>> START EXERCISE DATA

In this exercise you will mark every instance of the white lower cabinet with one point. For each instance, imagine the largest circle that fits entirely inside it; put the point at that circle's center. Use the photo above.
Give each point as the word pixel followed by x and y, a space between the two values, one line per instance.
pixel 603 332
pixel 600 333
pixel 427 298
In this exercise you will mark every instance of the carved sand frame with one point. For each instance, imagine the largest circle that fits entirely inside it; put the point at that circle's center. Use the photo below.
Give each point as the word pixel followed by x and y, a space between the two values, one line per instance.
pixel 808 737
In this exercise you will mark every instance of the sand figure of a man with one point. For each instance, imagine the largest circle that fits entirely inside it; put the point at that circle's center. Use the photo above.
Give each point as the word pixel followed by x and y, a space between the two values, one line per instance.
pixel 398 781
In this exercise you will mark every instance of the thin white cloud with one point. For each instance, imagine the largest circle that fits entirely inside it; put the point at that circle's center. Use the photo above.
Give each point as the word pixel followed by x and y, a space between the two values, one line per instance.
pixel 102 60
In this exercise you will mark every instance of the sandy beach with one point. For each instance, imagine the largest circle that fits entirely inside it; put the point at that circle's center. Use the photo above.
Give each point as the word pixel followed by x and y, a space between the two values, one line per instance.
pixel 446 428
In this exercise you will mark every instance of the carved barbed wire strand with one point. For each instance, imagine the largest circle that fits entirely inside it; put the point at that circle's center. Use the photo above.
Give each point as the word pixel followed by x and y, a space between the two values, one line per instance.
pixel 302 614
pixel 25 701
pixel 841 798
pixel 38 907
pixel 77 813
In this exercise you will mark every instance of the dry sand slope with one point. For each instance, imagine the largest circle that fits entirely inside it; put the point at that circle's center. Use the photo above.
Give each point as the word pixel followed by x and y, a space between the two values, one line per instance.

>> END EXERCISE DATA

◆ WRITTEN INSTRUCTION ◆
Reproduce the data above verbatim, preserving every line in its original order.

◆ COMPLETED TASK ◆
In this exercise you will mark every instance of the white lower cabinet with one point. For each instance, imagine the largest circle that fits entirely inside it; put the point at that circle's center. Use the photo above.
Give each point as the word pixel followed by x and y, a space between the two values, one line per instance.
pixel 603 332
pixel 600 333
pixel 427 298
In this exercise you will mark every instance of the carved sand frame with one point. For each instance, imagine the largest circle that fits entirely inside it; put the point at that circle's center. Use the photo below.
Give each point as the word pixel followed by x and y, a space between the two values, one line per instance.
pixel 808 737
In this exercise you will mark every instance of the sand figure of a man with one point. For each instance, imagine the largest circle that fits entirely inside it; put the point at that circle's center. Use the photo above.
Give each point as the word pixel followed by x and y, a space between the two values, one line per instance.
pixel 398 781
In this exercise you will mark every instance of the thin white cloud with one point. For each instance, imagine the largest circle that fits entirely inside it; put the point at that circle's center. Use the photo above.
Give each point as the word pixel followed by x and y, a space between the two values, one line per instance.
pixel 102 60
In this exercise you will mark every instance of the sandy beach with one point. For each instance, imagine the largest circle that fits entirely inside it; put the point at that circle's center. Use the photo above.
Give each point as the word pixel followed by x and y, a space between the two values, one line per instance.
pixel 446 428
In this exercise you will mark every instance of the carved barbed wire strand with one point. For each instance, imagine the largest circle that fits entirely inside it; put the point at that circle's center. Use the photo above.
Give each point as the word pixel followed by x and y, a space between the two values, one line per instance.
pixel 302 614
pixel 25 701
pixel 841 798
pixel 38 907
pixel 77 813
In this exercise you will mark every instance of the dry sand slope with one point. For each instance, imagine the largest circle that fits entirely inside it; put the point at that circle's center. Use the photo above.
Give each point as the word pixel followed by x and y, a space between the two values, one line per instance.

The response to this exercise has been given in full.